# Text excerpt:
+ + + + + + +

# Building small loft



## mryl (Oct 11, 2001)

I would like to build a small loft with my children (8 and 11), starting with 2 birds (Homers)no more than 8 birds for now, can you give me basic requirments? We're just starting out.


----------



## bigbird (Aug 19, 2000)

Here is one idea, others will have posts for additional ideas for sure.
Build the loft about 8'x8' or 10' x 10' with another outside screened area for flying say 
8' x 8' or 10' x 10' using 1 inch chicken wire. Inside on one wall place your nest boxes, a continous perch running fully across the opposite wall with some glass or wire on the same wall for light. One end has the door. The other end has the seed barrels and also the feed and water area.
The floor area should be kept dry at all times if possible so it should be a wood floor or a raised screen floor which will allow all pigeon dropings to fall down below.
There are many other ideas as to how to make pigeons lofts, sometimes the best design will depend upon what type or kind of pigeons you want to raise. Racing pigeon lofts are often different than show pigoen lofts. I raise show pigeons so that is all I know.
Good luck,
Carl


----------



## mryl (Oct 11, 2001)

+ + + + + + +

# The input:
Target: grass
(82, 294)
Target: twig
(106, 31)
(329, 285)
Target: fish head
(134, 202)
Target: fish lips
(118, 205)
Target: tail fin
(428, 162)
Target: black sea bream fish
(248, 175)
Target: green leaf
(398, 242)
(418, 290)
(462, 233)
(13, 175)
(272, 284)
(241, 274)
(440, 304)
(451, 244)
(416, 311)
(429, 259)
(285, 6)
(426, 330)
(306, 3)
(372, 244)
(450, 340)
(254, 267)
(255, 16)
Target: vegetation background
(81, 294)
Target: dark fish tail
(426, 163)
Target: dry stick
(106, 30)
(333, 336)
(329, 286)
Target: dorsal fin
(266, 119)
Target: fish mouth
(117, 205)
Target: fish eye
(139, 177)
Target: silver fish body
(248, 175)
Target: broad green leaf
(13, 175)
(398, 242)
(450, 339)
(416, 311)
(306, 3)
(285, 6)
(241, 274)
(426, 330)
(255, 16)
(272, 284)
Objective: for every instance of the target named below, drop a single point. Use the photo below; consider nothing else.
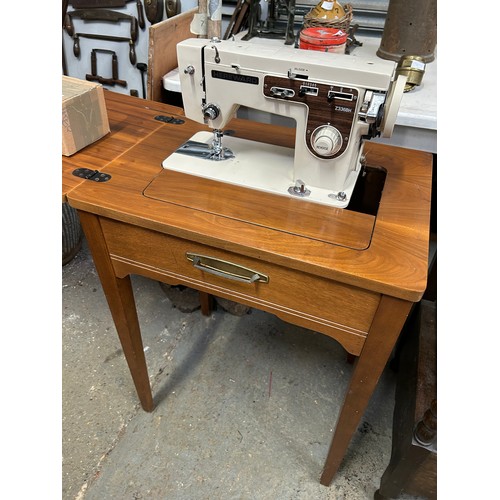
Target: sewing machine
(336, 100)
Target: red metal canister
(323, 39)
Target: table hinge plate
(169, 119)
(91, 175)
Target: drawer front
(261, 284)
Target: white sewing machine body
(336, 101)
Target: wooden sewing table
(348, 275)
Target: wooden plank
(162, 54)
(130, 119)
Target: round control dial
(326, 140)
(211, 111)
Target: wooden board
(162, 54)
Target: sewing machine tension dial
(326, 140)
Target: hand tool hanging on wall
(94, 76)
(172, 8)
(142, 68)
(100, 15)
(109, 38)
(95, 4)
(154, 10)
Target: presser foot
(205, 151)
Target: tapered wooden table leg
(384, 331)
(120, 297)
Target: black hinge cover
(169, 119)
(91, 175)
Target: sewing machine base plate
(256, 165)
(286, 214)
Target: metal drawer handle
(226, 269)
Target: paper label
(418, 65)
(215, 10)
(198, 25)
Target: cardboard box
(84, 115)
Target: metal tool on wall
(154, 10)
(99, 4)
(109, 38)
(101, 15)
(94, 76)
(172, 8)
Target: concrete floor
(245, 404)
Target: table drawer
(312, 301)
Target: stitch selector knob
(326, 140)
(211, 111)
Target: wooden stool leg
(120, 297)
(387, 324)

+ + + + + + +

# Requirements:
1 > Repeat the forum thread on building a small pigeon loft word for word.
2 > In the listing, begin at the line that has "Target: metal drawer handle" and stop after the final line of the listing. Give back only those lines, switching "cardboard box" to "plastic crate" and leaving everything else unchanged.

# Responses per task:
1 >
# Building small loft



## mryl (Oct 11, 2001)

I would like to build a small loft with my children (8 and 11), starting with 2 birds (Homers)no more than 8 birds for now, can you give me basic requirments? We're just starting out.


----------



## bigbird (Aug 19, 2000)

Here is one idea, others will have posts for additional ideas for sure.
Build the loft about 8'x8' or 10' x 10' with another outside screened area for flying say 
8' x 8' or 10' x 10' using 1 inch chicken wire. Inside on one wall place your nest boxes, a continous perch running fully across the opposite wall with some glass or wire on the same wall for light. One end has the door. The other end has the seed barrels and also the feed and water area.
The floor area should be kept dry at all times if possible so it should be a wood floor or a raised screen floor which will allow all pigeon dropings to fall down below.
There are many other ideas as to how to make pigeons lofts, sometimes the best design will depend upon what type or kind of pigeons you want to raise. Racing pigeon lofts are often different than show pigoen lofts. I raise show pigeons so that is all I know.
Good luck,
Carl


----------



## mryl (Oct 11, 2001)

2 >
Target: metal drawer handle
(226, 269)
Target: paper label
(418, 65)
(215, 10)
(198, 25)
Target: plastic crate
(84, 115)
Target: metal tool on wall
(154, 10)
(99, 4)
(109, 38)
(101, 15)
(94, 76)
(172, 8)
Target: concrete floor
(245, 404)
Target: table drawer
(312, 301)
Target: stitch selector knob
(326, 140)
(211, 111)
Target: wooden stool leg
(120, 297)
(387, 324)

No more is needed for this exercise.